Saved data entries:
-=-=-

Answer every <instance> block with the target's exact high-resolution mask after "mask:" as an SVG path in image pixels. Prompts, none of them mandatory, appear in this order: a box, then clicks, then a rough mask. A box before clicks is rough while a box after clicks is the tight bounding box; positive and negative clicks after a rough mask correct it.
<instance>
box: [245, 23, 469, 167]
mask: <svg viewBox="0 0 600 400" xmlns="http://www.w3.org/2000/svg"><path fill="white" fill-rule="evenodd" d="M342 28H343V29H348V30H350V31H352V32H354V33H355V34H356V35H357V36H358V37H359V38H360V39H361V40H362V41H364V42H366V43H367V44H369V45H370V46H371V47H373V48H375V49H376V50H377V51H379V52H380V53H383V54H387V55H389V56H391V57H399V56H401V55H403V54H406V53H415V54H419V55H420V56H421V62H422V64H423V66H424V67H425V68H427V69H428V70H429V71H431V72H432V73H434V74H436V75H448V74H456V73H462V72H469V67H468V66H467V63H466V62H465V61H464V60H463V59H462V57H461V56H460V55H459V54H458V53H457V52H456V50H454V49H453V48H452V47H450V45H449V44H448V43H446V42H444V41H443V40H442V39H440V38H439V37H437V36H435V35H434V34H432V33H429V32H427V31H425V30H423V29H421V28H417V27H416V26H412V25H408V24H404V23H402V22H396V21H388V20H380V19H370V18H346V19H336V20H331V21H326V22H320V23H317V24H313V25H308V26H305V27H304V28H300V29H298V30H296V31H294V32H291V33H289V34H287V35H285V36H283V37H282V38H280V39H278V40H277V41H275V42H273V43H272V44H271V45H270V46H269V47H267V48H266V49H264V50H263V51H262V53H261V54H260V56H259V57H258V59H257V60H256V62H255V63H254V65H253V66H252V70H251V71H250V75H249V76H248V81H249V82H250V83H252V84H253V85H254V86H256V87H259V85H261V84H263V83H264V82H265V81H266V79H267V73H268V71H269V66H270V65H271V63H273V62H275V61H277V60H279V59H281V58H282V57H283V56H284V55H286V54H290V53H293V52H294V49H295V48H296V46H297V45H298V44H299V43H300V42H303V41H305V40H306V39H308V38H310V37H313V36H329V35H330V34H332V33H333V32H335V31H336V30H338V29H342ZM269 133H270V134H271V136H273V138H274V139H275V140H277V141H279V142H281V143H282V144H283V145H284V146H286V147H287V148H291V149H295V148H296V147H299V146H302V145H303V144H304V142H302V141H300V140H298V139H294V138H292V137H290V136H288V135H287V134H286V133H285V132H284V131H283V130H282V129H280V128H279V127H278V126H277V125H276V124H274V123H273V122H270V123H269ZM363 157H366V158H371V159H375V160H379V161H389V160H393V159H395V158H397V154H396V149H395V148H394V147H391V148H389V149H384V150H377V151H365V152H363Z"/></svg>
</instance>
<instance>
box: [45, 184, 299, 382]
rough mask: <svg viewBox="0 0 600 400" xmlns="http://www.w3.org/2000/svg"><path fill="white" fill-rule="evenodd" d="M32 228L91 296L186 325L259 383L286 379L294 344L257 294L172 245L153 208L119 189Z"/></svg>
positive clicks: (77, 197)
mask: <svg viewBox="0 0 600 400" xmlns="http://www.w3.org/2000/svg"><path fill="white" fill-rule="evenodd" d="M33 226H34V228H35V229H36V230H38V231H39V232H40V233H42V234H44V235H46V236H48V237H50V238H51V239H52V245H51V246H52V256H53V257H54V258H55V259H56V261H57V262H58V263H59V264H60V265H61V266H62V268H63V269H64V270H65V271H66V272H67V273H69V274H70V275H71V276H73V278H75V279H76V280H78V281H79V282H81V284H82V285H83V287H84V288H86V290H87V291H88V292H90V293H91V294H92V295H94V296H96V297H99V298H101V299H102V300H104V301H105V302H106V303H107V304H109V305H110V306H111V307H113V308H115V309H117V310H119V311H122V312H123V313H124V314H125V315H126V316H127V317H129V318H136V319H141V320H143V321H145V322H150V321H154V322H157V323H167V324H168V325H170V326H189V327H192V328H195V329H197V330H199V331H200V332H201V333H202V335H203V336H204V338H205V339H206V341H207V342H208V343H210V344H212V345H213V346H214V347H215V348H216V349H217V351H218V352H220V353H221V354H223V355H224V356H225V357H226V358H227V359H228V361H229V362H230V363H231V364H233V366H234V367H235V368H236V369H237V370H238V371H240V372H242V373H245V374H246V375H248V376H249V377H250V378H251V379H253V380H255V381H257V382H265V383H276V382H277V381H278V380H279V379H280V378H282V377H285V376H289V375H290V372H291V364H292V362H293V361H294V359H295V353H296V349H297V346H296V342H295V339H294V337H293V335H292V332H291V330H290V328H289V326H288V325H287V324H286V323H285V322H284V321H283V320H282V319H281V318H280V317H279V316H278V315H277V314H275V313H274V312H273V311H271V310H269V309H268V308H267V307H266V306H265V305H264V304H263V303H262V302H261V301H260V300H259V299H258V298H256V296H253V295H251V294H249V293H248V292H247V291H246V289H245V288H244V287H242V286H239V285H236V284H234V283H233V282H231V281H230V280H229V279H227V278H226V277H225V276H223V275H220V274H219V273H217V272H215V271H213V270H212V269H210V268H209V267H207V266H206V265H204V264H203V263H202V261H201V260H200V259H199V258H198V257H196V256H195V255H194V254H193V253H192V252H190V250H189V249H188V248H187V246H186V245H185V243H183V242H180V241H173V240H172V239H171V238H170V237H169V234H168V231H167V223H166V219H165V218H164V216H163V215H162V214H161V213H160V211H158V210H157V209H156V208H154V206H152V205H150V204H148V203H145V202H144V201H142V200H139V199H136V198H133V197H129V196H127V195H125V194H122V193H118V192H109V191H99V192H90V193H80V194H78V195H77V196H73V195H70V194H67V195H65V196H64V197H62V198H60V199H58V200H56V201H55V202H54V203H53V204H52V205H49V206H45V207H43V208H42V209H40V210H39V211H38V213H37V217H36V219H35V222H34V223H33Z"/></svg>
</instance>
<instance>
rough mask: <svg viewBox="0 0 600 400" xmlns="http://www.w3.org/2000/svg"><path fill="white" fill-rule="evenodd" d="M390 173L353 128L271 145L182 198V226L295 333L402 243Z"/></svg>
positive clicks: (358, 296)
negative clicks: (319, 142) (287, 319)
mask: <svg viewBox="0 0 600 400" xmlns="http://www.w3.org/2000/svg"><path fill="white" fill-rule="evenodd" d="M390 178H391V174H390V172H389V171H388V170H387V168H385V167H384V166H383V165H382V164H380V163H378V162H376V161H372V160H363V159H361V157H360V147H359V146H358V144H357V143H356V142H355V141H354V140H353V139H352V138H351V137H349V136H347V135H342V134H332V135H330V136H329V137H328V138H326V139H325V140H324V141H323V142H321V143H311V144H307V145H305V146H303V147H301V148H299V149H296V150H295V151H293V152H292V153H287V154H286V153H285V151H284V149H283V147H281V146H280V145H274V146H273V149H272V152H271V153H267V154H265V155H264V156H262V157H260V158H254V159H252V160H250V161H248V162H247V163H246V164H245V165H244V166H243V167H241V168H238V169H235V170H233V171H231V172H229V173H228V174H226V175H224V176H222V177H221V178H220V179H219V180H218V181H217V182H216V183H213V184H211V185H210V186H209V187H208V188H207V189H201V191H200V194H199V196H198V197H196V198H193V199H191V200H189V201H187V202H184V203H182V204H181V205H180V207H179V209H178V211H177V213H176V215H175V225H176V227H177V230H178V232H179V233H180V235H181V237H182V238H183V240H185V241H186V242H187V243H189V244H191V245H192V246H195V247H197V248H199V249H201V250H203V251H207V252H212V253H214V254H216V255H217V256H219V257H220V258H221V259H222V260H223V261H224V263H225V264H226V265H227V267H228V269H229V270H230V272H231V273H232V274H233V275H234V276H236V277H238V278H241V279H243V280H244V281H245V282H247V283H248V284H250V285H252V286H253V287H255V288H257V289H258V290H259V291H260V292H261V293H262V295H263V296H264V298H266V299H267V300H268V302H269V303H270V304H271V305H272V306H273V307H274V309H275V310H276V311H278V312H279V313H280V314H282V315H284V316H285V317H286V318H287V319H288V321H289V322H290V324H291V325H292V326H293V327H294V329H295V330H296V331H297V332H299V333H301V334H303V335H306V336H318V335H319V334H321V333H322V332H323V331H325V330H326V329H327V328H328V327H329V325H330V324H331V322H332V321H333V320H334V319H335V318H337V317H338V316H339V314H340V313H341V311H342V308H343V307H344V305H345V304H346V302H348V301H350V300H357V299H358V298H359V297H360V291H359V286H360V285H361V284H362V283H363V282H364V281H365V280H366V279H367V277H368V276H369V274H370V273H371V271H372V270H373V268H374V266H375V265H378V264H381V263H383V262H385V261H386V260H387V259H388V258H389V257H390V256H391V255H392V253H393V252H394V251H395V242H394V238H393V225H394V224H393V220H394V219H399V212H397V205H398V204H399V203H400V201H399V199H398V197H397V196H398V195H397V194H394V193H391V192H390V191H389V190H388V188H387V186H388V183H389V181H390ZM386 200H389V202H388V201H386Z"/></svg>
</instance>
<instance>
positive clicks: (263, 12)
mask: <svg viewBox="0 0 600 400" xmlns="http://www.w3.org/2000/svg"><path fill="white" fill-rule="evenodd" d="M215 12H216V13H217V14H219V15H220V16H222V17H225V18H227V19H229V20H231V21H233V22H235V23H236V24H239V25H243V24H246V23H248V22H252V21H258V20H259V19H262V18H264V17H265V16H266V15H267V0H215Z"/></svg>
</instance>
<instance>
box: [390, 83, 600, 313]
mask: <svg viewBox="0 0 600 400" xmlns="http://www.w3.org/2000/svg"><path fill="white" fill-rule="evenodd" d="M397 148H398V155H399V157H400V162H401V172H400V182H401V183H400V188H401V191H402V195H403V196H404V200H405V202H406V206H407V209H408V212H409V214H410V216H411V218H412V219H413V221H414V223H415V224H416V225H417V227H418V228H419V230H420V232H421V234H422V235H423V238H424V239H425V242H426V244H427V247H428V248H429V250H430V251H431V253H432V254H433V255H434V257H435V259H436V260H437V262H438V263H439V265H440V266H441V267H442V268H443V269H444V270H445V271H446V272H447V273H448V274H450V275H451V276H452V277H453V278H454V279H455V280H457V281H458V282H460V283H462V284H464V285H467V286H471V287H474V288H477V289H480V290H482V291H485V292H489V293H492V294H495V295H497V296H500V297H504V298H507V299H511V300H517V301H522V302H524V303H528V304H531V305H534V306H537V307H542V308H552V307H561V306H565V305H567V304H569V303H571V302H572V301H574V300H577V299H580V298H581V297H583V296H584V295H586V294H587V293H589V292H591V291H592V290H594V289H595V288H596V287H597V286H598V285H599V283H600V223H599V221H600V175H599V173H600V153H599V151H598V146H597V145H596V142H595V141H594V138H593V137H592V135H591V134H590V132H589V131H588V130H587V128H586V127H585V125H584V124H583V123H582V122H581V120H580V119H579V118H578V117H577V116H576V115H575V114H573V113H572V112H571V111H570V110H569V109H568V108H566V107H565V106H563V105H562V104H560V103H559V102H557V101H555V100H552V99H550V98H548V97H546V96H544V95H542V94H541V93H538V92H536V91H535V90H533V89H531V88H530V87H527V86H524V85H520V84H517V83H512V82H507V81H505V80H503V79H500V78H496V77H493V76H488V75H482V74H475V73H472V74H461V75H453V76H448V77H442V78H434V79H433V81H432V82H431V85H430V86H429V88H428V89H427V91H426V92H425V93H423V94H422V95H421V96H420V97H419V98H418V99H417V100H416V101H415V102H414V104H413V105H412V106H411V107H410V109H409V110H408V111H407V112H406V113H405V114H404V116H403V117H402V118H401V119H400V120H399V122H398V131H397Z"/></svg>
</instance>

-=-=-

Directive -> Identify every line in the data above that contains the string "negative", and copy each such line in full.

Solved problem ->
Answer every <instance> block with the target's exact high-resolution mask after "mask:" as an SVG path in image pixels. Prompts, none of them mandatory, appear in this order: a box, then clicks, then a rough mask. A box before clicks is rough while a box after clicks is the tight bounding box; positive and negative clicks after a rough mask correct it.
negative clicks: (319, 142) (287, 319)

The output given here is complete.